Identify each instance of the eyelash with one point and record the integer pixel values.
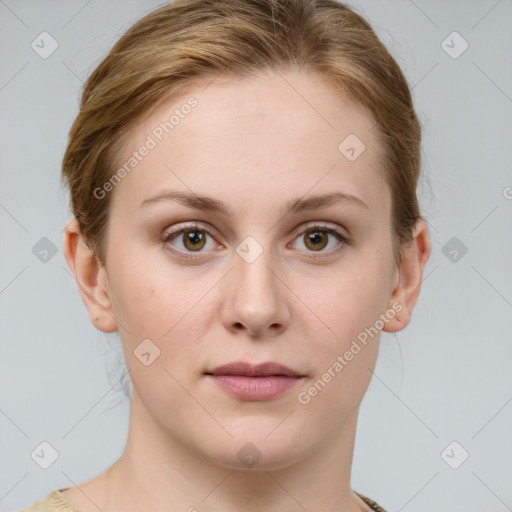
(316, 226)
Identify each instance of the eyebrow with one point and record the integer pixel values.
(295, 206)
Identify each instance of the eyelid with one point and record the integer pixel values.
(333, 229)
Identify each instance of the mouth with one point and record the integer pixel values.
(254, 382)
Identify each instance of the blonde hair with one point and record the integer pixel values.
(187, 40)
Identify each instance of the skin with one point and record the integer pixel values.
(254, 145)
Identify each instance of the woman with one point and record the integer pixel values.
(243, 182)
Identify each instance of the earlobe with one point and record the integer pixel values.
(90, 277)
(408, 281)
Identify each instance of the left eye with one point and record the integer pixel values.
(317, 238)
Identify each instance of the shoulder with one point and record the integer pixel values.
(54, 502)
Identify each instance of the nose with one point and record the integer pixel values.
(255, 298)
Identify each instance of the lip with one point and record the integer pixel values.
(254, 382)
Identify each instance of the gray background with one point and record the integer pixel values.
(447, 377)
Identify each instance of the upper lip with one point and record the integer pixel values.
(250, 370)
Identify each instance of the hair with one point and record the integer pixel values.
(185, 41)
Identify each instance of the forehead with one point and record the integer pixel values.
(279, 133)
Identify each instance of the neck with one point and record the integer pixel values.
(157, 472)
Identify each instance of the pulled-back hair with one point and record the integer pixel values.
(188, 40)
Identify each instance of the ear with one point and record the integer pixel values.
(90, 277)
(409, 277)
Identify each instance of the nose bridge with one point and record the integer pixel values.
(256, 294)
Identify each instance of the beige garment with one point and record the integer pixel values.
(56, 502)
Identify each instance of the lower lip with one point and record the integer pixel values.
(255, 388)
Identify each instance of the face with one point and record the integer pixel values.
(269, 275)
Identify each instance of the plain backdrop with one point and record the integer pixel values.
(435, 428)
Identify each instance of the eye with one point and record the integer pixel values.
(315, 238)
(192, 238)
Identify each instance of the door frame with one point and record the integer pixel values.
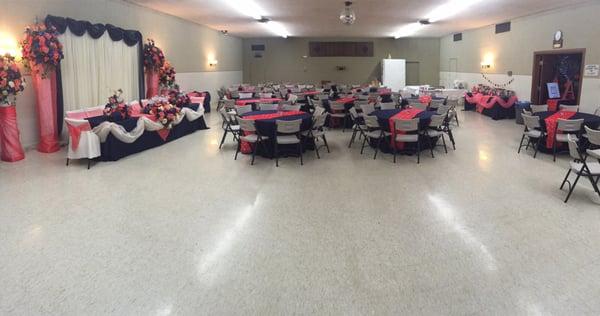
(535, 75)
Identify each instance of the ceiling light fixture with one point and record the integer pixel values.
(348, 17)
(253, 10)
(449, 9)
(408, 30)
(247, 8)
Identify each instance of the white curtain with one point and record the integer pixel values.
(94, 68)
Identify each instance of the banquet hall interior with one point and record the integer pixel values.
(274, 157)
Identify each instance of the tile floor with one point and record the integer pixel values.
(185, 230)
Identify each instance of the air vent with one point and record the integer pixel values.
(503, 27)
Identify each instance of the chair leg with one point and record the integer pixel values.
(444, 142)
(317, 149)
(430, 146)
(565, 180)
(326, 144)
(223, 139)
(418, 151)
(276, 154)
(521, 144)
(362, 148)
(573, 187)
(300, 152)
(254, 152)
(237, 150)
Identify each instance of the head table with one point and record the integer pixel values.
(265, 122)
(114, 149)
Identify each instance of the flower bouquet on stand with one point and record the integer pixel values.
(11, 85)
(116, 109)
(162, 111)
(166, 77)
(42, 53)
(154, 60)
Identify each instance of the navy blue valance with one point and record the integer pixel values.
(95, 31)
(130, 37)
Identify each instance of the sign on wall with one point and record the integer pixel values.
(591, 70)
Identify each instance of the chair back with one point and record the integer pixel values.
(353, 114)
(268, 106)
(338, 106)
(319, 121)
(372, 122)
(593, 136)
(319, 110)
(367, 108)
(569, 125)
(418, 106)
(443, 109)
(245, 95)
(436, 103)
(407, 125)
(573, 147)
(246, 125)
(437, 120)
(243, 109)
(288, 127)
(387, 105)
(569, 108)
(288, 107)
(539, 108)
(531, 122)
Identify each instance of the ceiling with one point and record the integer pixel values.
(375, 18)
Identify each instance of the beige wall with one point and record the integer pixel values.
(187, 45)
(514, 50)
(282, 60)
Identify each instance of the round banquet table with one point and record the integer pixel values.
(589, 120)
(384, 116)
(267, 127)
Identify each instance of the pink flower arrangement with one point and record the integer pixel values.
(12, 82)
(154, 59)
(116, 109)
(166, 75)
(163, 111)
(41, 50)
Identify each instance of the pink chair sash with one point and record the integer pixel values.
(75, 133)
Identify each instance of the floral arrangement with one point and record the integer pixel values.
(11, 81)
(164, 112)
(166, 75)
(178, 98)
(41, 49)
(154, 59)
(116, 109)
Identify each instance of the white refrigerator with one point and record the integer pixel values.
(394, 73)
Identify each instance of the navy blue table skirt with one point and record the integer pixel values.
(267, 127)
(383, 116)
(113, 149)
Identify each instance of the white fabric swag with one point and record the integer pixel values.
(94, 68)
(143, 124)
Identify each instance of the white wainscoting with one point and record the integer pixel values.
(201, 81)
(590, 93)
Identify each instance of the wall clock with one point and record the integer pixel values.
(558, 39)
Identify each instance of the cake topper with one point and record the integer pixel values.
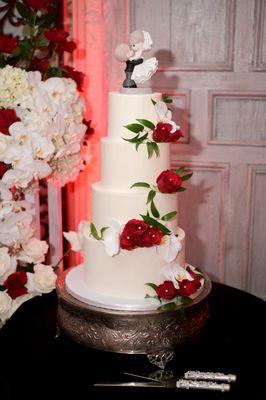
(137, 70)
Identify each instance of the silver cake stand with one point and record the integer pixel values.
(155, 333)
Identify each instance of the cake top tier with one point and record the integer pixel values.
(137, 69)
(125, 108)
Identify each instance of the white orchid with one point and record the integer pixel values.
(111, 237)
(169, 248)
(175, 273)
(76, 239)
(165, 115)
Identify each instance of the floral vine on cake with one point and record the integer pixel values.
(166, 130)
(169, 181)
(179, 288)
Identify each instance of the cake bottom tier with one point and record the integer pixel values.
(125, 274)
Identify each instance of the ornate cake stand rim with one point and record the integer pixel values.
(64, 295)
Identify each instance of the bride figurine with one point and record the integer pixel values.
(137, 70)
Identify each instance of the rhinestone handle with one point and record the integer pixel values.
(212, 376)
(206, 385)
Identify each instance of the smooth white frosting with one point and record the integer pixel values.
(125, 274)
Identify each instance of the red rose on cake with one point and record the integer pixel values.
(138, 233)
(166, 290)
(163, 133)
(168, 182)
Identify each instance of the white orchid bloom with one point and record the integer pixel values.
(169, 248)
(18, 155)
(17, 178)
(42, 147)
(19, 133)
(4, 142)
(111, 237)
(175, 273)
(165, 115)
(5, 194)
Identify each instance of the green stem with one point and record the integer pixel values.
(63, 256)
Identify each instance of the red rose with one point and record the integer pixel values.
(38, 4)
(56, 35)
(39, 64)
(166, 290)
(168, 182)
(151, 237)
(162, 133)
(7, 118)
(77, 76)
(89, 130)
(137, 227)
(7, 44)
(187, 288)
(128, 240)
(15, 284)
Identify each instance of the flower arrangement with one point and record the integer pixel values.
(42, 135)
(165, 131)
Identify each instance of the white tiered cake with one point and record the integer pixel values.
(133, 250)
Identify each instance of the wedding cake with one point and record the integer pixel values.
(134, 250)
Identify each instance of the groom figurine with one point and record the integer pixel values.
(137, 70)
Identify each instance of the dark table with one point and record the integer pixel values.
(35, 365)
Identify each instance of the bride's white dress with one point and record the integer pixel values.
(144, 71)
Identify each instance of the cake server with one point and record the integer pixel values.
(179, 384)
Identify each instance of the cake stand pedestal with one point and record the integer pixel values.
(152, 332)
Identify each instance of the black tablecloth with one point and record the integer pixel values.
(34, 365)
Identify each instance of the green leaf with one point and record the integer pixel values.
(179, 171)
(136, 128)
(140, 184)
(150, 149)
(94, 231)
(151, 196)
(132, 140)
(103, 230)
(25, 47)
(166, 98)
(23, 10)
(152, 285)
(155, 148)
(168, 216)
(186, 177)
(153, 222)
(146, 123)
(154, 210)
(168, 307)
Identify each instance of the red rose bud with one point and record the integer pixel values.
(56, 35)
(162, 133)
(15, 284)
(168, 181)
(136, 226)
(151, 237)
(187, 288)
(7, 118)
(7, 44)
(128, 240)
(166, 290)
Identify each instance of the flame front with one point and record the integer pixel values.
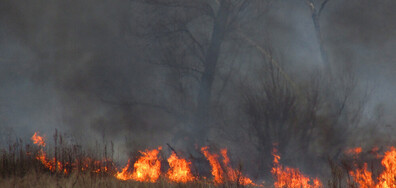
(179, 170)
(38, 140)
(290, 177)
(217, 171)
(146, 168)
(54, 165)
(387, 179)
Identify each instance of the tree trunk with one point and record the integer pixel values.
(202, 117)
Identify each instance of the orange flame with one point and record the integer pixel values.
(50, 164)
(217, 171)
(290, 177)
(363, 177)
(386, 179)
(146, 168)
(38, 140)
(179, 170)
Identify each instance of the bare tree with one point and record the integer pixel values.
(317, 8)
(191, 37)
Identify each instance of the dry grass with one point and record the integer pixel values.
(40, 180)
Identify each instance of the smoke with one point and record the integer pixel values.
(89, 68)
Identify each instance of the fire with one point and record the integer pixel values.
(386, 179)
(363, 177)
(54, 165)
(218, 172)
(388, 176)
(146, 168)
(290, 177)
(38, 140)
(179, 170)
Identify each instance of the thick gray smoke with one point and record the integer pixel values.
(94, 69)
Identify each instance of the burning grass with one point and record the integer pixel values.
(31, 166)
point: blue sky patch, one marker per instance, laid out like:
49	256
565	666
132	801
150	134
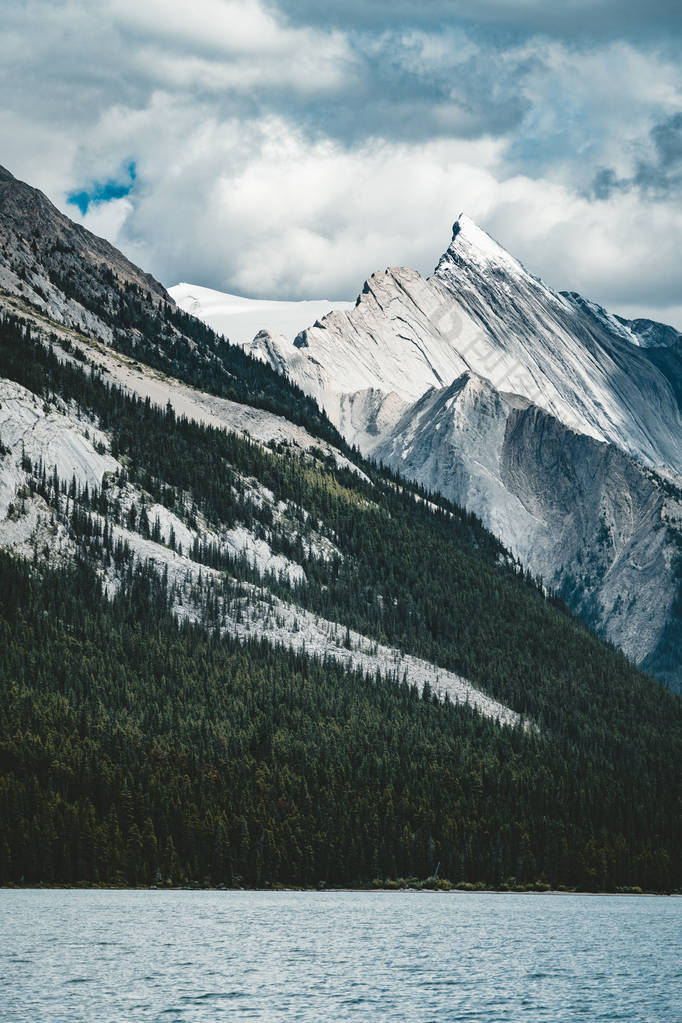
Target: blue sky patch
103	191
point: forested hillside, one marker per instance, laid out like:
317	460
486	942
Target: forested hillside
136	749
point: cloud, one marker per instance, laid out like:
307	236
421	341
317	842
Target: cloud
290	150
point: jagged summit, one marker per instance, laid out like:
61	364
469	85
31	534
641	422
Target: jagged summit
472	246
61	248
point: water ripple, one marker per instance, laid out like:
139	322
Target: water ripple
79	957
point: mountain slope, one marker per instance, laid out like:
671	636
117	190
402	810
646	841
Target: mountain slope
235	652
240	319
384	373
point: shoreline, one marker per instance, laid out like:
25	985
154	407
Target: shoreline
407	889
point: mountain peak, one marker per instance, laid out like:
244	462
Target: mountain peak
472	243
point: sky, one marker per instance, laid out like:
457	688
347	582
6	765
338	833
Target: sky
288	148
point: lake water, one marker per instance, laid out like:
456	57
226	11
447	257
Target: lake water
122	957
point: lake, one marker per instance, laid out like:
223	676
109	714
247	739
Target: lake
124	957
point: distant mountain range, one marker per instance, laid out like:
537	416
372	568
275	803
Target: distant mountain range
235	650
555	421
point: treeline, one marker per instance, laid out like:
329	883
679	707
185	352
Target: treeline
136	751
435	583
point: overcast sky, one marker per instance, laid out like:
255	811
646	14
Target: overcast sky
287	148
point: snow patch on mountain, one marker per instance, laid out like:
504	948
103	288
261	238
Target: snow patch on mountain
239	319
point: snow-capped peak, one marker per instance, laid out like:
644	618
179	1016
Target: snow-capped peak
476	248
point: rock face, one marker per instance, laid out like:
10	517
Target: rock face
54	263
556	423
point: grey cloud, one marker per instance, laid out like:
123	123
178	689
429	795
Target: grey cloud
392	119
657	176
569	19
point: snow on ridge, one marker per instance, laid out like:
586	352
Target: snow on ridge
240	318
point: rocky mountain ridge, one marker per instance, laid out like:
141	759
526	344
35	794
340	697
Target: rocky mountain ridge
556	423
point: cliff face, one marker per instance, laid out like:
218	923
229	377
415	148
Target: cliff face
555	421
596	526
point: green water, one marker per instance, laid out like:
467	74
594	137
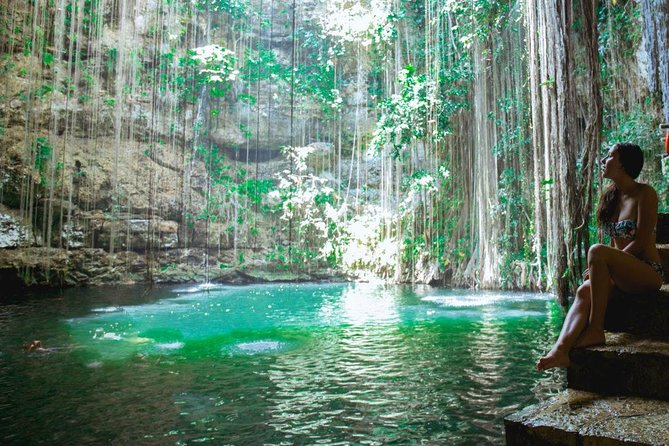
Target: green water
272	364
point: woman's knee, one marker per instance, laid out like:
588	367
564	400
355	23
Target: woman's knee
597	252
583	292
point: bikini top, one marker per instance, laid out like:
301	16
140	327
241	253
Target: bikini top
625	229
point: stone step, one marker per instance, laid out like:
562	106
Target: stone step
626	365
575	417
641	314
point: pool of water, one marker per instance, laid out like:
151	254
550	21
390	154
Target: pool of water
272	364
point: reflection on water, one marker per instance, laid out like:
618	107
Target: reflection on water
288	364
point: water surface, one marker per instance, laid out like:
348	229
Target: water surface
272	364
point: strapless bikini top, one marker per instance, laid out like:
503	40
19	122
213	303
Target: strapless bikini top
625	229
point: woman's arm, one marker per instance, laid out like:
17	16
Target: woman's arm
646	220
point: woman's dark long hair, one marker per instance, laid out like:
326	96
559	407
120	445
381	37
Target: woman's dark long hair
631	158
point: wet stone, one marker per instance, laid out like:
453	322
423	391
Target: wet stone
576	418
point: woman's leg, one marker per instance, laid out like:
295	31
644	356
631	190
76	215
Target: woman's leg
574	324
610	266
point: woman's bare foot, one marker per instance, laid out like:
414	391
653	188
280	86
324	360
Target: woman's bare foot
554	358
591	336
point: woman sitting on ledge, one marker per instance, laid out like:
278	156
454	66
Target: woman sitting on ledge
628	213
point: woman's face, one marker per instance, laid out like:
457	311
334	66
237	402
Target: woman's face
611	165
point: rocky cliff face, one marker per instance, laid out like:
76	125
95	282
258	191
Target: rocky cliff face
112	143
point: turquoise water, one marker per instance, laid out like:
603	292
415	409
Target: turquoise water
272	364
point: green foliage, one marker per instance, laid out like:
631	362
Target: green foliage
405	116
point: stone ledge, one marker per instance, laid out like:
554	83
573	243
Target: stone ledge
583	418
644	314
626	365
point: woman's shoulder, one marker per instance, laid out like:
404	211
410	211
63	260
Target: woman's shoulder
647	191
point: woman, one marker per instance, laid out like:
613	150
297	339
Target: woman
628	213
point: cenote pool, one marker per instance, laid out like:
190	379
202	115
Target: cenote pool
272	364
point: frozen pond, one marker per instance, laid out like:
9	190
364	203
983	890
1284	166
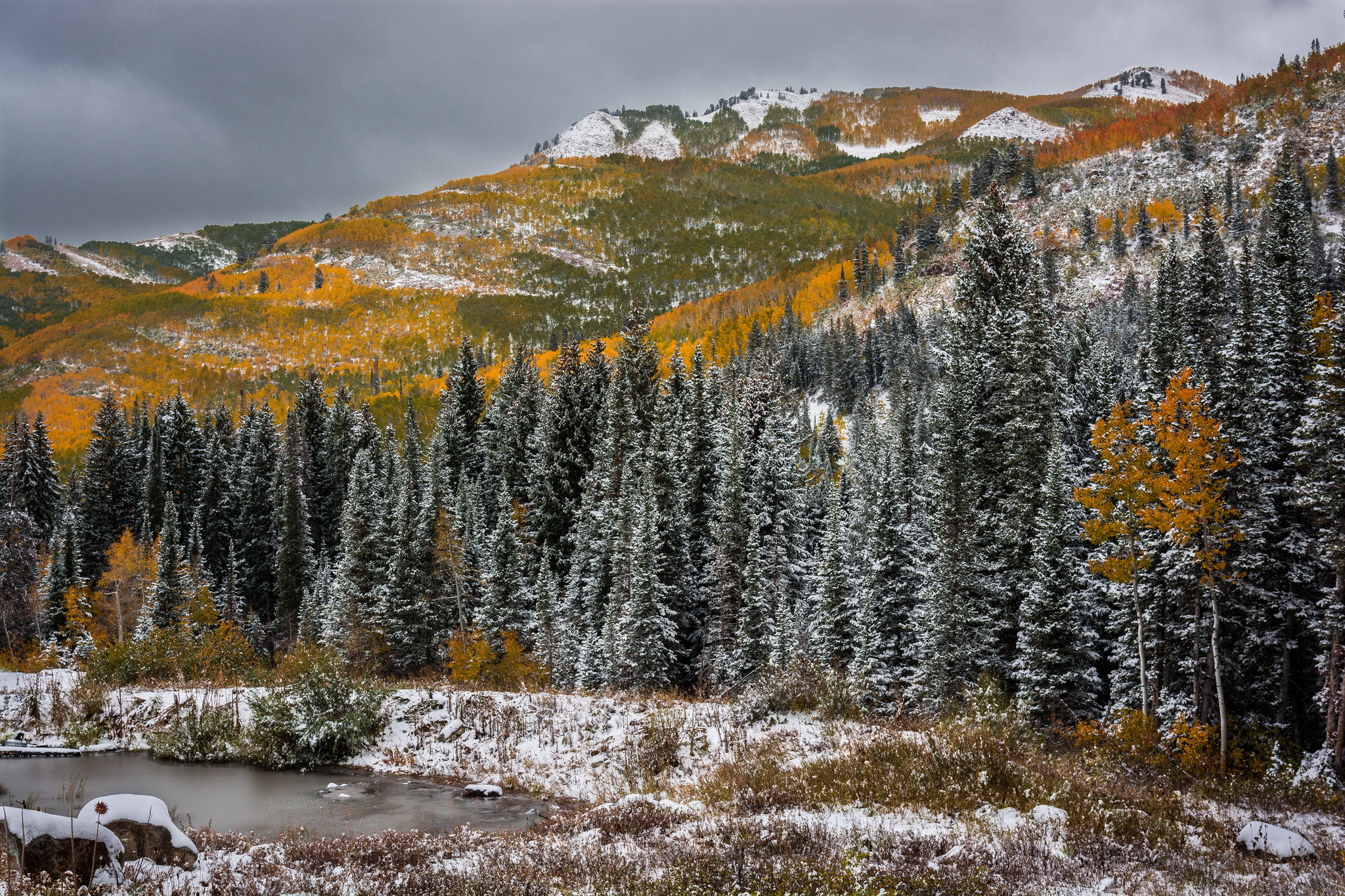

=== Task brief ===
Copy only this, please: the line with "Target: cenote pool" and every line after it through the end of the data, with no pictures.

=== Response area ===
Target: cenote pool
272	364
point: frozen pond, one marker per instance, laid out like:
9	190
364	203
983	890
1284	166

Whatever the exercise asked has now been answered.